**INSTRUCTIONS FOR THE TASK**: What is the number of lines in the following data that contain "crocs"? Answer with the number alone.

Recorded data:

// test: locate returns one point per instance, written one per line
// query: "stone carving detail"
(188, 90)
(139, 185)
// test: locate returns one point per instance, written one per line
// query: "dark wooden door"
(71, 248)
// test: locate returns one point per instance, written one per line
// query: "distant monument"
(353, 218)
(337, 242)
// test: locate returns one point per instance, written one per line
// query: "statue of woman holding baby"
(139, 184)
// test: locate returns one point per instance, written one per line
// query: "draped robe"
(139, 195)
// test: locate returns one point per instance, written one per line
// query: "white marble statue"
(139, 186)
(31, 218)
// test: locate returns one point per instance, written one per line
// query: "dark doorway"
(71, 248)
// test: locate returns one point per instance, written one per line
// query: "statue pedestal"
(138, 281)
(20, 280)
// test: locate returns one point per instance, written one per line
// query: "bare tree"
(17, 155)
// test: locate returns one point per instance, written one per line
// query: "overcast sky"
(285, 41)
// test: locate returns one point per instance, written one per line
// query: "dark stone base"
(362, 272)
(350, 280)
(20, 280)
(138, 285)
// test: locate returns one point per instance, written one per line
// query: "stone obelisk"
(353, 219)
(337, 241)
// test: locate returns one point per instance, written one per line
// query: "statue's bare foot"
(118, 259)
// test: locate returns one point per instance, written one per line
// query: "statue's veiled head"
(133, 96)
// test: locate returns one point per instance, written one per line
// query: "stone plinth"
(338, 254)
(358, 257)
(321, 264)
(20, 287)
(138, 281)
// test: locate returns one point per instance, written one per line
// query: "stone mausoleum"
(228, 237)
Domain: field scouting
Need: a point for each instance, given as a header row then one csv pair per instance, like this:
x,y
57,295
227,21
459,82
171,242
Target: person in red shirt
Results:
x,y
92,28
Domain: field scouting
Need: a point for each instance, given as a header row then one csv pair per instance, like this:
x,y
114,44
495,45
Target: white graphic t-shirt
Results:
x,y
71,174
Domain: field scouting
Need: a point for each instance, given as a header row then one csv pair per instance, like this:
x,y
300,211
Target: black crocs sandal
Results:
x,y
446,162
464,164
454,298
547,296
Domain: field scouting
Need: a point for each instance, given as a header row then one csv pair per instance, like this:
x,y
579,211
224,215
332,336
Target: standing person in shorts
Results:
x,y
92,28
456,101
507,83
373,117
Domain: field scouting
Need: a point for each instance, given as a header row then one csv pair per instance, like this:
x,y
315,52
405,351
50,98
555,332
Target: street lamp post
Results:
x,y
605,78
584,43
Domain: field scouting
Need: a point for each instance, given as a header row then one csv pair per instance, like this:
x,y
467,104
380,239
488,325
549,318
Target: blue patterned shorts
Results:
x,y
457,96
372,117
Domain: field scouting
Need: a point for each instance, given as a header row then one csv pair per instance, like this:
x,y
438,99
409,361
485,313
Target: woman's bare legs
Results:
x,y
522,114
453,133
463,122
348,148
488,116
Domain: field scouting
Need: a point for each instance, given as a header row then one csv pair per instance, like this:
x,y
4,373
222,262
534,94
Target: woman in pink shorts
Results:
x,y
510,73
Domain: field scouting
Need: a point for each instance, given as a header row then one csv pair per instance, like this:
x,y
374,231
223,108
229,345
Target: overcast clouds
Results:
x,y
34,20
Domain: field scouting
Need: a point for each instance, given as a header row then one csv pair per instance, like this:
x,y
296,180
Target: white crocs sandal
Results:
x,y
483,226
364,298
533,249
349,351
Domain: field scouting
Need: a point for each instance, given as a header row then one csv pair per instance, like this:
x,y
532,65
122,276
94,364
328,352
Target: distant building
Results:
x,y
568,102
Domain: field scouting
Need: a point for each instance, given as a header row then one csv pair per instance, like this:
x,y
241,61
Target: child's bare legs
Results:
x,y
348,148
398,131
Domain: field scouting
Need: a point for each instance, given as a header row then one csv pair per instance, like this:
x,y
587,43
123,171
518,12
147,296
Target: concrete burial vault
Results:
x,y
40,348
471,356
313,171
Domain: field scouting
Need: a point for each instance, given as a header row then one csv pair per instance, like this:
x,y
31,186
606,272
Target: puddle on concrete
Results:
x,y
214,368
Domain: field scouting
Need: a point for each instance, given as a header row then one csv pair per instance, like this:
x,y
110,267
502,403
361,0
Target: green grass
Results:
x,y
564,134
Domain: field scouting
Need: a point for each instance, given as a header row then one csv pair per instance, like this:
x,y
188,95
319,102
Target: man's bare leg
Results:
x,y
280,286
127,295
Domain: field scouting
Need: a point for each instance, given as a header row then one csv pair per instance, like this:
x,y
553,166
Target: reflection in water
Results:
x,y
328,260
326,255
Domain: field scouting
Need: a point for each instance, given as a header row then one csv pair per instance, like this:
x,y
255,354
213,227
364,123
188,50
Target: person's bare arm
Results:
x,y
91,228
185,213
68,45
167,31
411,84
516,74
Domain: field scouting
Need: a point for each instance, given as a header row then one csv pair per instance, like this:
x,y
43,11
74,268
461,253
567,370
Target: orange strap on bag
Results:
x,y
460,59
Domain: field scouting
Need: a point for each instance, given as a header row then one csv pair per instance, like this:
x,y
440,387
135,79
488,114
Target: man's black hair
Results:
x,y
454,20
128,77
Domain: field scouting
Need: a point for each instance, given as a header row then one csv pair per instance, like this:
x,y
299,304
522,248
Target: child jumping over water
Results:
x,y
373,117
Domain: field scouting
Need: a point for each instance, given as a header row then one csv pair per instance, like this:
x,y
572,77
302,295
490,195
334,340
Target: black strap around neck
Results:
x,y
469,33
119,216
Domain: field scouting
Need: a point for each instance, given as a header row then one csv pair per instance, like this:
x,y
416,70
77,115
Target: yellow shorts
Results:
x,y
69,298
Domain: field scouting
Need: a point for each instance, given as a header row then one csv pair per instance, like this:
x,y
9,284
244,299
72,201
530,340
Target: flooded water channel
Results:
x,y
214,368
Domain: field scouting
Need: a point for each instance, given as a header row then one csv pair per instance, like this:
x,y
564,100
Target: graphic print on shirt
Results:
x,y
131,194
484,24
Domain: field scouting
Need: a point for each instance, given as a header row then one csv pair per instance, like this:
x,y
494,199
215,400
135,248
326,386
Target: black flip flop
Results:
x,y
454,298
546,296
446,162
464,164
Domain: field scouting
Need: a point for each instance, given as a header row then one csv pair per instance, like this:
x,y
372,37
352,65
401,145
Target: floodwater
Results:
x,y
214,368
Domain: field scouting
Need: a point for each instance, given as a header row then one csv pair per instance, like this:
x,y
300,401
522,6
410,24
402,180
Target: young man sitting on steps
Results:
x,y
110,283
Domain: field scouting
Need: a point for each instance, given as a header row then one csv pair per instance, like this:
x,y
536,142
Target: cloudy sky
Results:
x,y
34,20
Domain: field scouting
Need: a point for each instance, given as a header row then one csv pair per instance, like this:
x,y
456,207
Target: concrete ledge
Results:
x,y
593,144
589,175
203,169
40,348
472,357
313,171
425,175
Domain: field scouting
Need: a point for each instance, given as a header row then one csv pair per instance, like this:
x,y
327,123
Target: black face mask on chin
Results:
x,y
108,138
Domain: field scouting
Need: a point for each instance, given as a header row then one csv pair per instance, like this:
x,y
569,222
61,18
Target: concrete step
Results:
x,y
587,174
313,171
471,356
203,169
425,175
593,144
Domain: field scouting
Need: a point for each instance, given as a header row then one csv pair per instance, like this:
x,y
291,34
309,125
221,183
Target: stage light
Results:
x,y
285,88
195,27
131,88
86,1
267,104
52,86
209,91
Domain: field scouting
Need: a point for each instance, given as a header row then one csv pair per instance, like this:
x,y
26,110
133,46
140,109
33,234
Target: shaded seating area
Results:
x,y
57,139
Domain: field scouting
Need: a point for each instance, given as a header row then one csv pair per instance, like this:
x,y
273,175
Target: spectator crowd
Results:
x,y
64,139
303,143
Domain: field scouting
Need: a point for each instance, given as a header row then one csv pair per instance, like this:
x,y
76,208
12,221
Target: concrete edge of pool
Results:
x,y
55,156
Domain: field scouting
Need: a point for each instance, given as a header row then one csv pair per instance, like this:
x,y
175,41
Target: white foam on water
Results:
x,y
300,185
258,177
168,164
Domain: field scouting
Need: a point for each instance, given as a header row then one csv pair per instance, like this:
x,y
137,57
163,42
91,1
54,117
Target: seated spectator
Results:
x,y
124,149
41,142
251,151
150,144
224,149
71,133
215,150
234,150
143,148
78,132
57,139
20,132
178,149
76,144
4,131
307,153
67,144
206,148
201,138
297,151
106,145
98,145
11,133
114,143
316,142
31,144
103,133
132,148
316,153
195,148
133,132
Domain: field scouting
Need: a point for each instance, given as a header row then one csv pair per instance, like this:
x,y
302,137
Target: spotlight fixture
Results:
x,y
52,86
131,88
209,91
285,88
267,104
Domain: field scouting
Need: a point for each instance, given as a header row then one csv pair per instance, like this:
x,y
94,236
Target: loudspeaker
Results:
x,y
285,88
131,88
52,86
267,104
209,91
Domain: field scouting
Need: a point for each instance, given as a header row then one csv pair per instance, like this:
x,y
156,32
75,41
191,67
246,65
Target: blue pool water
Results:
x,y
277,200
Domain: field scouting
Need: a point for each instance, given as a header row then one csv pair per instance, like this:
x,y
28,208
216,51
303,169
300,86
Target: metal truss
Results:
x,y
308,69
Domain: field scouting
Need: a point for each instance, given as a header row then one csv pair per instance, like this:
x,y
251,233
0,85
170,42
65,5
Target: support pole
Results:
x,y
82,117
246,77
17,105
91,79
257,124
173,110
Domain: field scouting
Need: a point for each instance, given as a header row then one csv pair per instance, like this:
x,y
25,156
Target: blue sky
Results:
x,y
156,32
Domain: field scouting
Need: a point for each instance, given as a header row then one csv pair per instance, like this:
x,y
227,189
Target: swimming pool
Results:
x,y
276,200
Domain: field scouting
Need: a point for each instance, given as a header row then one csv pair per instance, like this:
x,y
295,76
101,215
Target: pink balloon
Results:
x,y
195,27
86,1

**FINAL ANSWER**: 2